* [Text shown]
↓
On The Passing of David Lynch
Ah man. I always feel a little foolish mourning the death of a person I've never met but there's a handful of artists who just feel so immortal that it's hard to process a world without them. David Lynch has been a part of my conscious for the majority of my life – his movies, his artwork, his words, his personality – and I'm not too sure how to break the news to myself. For me, not knowing the actual man himself, nothing has really changed. But reality has objectively shifted and I feel like I need to adjust something that's not actually tangible. It feels a bit like being forced to self-amputate a phantom limb. What exactly am I so upset about?
When something is called 'Lynchian' that usually means it’s bizarre, surreal, uncanny, or deceptively disturbing. But when I try to distill what I liked so much about the idea of David Lynch existing on the same planet as me, I keep coming back to one thing: his brand of joy. I’ve always loved Lynch’s sense of humor, the likes of which radiated through everything he did including his most upsetting scenes. He leaned into those unsettling contradictions, those giant question marks in the sky — the more ridiculous something was, the more terrifying it was. This pursuit of joy is what makes Dennis Hopper's Frank Booth in Blue Velvet so disturbing, a man who dominates and punishes others in pursuit of a high he can not longer achieve. Drinking beer, listening to music, hanging out with friends, huffing gas, having sex; he's doing everything 'right' in all of the wrong ways and not understanding why he can’t receive the results he demands. The terror of his character is this inability to feel actual pleasure while still being haunted by the memory of knowing what it could be.
↑
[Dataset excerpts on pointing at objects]
↓
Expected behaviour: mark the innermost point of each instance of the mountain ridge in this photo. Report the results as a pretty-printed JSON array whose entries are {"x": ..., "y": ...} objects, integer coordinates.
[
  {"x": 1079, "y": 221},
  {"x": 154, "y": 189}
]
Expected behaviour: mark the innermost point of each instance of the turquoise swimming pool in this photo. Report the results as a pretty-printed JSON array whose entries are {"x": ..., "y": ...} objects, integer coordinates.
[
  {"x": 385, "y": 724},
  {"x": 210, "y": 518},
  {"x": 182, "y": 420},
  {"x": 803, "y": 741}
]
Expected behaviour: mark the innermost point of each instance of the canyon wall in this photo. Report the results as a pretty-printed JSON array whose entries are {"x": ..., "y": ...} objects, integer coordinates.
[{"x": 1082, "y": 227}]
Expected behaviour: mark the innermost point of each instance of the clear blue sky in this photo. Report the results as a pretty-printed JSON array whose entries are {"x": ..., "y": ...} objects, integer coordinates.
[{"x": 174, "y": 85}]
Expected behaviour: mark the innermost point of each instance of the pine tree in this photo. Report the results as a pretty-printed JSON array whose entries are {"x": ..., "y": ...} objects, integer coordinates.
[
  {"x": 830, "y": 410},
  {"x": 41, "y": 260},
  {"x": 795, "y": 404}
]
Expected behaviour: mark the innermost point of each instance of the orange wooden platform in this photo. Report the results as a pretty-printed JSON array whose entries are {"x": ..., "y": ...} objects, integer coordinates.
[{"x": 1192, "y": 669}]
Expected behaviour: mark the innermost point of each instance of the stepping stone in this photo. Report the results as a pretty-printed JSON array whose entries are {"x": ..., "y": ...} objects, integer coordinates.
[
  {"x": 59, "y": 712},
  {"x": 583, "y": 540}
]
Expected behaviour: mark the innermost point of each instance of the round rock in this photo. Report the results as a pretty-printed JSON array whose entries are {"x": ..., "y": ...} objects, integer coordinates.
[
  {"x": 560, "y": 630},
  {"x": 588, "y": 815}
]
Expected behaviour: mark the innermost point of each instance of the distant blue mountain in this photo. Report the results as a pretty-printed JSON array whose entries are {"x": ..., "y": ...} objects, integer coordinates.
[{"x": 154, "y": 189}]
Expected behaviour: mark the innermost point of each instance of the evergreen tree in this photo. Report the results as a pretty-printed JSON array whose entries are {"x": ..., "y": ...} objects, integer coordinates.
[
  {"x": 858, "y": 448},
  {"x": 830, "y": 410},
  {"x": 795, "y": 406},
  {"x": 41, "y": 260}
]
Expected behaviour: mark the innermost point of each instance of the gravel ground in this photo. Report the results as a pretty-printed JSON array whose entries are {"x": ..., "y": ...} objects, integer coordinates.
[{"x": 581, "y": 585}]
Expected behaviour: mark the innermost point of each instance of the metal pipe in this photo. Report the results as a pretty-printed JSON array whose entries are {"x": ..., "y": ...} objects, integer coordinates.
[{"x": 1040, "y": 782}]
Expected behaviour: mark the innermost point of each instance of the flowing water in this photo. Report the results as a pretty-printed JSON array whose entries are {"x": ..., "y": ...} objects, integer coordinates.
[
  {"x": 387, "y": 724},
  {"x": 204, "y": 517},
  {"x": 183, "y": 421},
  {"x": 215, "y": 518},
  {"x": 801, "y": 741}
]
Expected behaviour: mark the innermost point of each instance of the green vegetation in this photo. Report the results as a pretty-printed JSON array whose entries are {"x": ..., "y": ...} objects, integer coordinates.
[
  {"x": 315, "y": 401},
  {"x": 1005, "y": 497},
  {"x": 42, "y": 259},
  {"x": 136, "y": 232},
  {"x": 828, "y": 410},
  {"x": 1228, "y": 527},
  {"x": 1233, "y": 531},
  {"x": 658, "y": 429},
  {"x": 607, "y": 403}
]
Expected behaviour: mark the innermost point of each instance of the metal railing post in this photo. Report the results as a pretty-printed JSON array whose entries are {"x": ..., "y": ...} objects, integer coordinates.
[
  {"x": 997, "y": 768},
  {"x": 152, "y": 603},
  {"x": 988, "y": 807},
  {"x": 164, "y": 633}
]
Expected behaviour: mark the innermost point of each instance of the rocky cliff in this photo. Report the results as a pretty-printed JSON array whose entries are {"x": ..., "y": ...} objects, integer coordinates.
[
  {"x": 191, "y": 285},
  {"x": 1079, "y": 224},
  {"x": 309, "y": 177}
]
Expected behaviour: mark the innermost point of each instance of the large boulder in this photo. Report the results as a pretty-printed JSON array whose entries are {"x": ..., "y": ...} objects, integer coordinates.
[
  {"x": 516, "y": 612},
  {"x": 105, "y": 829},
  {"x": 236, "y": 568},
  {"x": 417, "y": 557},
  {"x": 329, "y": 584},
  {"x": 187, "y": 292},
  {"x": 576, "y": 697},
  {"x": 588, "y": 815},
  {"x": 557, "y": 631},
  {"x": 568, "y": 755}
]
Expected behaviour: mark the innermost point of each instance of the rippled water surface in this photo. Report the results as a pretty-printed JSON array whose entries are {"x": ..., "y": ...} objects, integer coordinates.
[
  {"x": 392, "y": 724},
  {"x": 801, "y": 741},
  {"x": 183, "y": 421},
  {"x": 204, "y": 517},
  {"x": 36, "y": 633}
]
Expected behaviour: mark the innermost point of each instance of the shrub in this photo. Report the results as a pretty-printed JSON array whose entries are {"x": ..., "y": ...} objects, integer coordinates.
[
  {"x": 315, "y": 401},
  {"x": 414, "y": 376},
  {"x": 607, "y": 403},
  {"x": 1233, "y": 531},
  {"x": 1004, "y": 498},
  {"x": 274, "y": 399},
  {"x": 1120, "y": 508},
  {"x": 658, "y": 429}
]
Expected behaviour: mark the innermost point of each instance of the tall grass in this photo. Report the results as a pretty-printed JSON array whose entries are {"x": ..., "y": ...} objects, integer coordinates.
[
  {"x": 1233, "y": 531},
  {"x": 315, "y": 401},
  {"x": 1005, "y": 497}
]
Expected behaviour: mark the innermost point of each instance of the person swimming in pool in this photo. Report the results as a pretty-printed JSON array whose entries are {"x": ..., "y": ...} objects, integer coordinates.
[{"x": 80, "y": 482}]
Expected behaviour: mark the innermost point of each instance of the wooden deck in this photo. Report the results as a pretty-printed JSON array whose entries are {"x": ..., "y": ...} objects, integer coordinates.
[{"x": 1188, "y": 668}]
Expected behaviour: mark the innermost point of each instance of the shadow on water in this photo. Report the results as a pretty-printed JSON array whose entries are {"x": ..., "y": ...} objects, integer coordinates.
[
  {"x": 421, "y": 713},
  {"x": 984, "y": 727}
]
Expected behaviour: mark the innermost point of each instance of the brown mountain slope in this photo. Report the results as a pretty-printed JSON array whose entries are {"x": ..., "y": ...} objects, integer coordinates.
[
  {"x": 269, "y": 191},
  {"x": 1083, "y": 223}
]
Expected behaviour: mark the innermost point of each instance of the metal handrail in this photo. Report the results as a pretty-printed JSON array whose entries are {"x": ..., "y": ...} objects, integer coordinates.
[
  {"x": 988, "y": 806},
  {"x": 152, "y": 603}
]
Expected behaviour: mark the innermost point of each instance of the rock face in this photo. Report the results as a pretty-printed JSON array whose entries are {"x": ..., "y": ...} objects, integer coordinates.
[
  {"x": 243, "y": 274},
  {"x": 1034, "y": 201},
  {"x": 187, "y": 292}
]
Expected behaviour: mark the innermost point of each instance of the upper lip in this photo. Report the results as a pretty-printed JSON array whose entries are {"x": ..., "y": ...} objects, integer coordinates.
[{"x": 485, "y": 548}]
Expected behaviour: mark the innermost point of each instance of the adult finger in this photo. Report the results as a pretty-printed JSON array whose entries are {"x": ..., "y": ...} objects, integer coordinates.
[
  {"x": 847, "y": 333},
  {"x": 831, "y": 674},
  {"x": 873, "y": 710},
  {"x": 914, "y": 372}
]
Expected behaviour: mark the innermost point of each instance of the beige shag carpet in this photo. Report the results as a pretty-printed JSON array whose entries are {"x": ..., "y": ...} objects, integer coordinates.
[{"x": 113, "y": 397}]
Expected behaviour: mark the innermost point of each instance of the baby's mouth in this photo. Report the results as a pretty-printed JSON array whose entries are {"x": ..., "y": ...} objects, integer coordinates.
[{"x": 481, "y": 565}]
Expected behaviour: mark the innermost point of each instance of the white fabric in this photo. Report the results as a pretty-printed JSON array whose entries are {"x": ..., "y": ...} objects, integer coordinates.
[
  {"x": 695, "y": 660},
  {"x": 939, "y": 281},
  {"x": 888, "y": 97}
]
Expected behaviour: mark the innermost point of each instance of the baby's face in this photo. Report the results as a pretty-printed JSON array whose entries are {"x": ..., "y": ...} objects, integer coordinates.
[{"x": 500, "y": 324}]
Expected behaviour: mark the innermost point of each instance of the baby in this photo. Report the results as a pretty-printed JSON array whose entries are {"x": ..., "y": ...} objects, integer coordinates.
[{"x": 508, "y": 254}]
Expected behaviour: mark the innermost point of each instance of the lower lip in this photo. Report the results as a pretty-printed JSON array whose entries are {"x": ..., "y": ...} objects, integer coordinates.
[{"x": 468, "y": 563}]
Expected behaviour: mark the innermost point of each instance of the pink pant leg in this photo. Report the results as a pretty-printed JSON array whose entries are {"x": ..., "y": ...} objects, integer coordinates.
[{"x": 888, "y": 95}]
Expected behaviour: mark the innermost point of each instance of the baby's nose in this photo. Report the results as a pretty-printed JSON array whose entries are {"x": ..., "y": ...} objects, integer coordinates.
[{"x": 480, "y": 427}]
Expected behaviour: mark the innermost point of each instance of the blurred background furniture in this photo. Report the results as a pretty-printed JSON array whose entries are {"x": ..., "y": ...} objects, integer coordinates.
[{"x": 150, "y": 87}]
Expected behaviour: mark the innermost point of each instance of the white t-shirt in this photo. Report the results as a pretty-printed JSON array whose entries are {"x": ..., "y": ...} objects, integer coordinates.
↑
* [Problems and tasks]
1. Transcribe the part of the essay on David Lynch's passing from "On The Passing" up to and including "so upset about?".
2. Answer these questions using the essay on David Lynch's passing:
(a) To what does the writer compare adjusting to the loss?
(b) Which actor's character in Blue Velvet does the writer discuss?
(c) What one thing does the writer keep coming back to when trying to distill what they liked about Lynch existing?
3. Carry the essay on David Lynch's passing forward, picking up right after its final sentence.

* [Answers for the exercise]
1.
On The Passing of David Lynch
Ah man. I always feel a little foolish mourning the death of a person I've never met but there's a handful of artists who just feel so immortal that it's hard to process a world without them. David Lynch has been a part of my conscious for the majority of my life – his movies, his artwork, his words, his personality – and I'm not too sure how to break the news to myself. For me, not knowing the actual man himself, nothing has really changed. But reality has objectively shifted and I feel like I need to adjust something that's not actually tangible. It feels a bit like being forced to self-amputate a phantom limb. What exactly am I so upset about?

2.
(a) Being forced to self-amputate a phantom limb.
(b) Dennis Hopper's, as Frank Booth.
(c) His brand of joy.

3.
Compare him to the other side of the coin with Kyle MacLachlan's Agent Cooper in Twin Peaks. An FBI agent who, having suffered loss and regret, now rests his entire life and career on the pursuit of love. He'll happily stop everything simply to savor a moment in time; a perfect cup of coffee, a beautiful piece of cherry pie, a gorgeous tree, a satisfyingly stacked donut. "Every day, once a day, give yourself a present. Don't plan it. Don't wait for it. Just let it happen." he tells officer Harry Truman with that Cheshire Cat smile of his. His belief in emotional truths are so strong that it borders on the quixotic – a mix of manic, mystical and mundane, trying to solve a murder by throwing rocks at bottles because of a dream he had in 1986. As the show progresses Cooper becomes a spiritual warrior of sorts, fighting not only for Laura Palmer's sake but for the dream of innocence that the townsfolk previously held. Which is what makes it all the more disturbing when Bob splits his body and becomes the grotesque doppelganger Mr. C in Twin Peaks: The Return. And all the more heart wrenching when, in the last episode of the series, Cooper is still trying desperately to fix what we have now realized is irreparable. Death as neither good nor evil but simply a fact of life – futile but never meaningless.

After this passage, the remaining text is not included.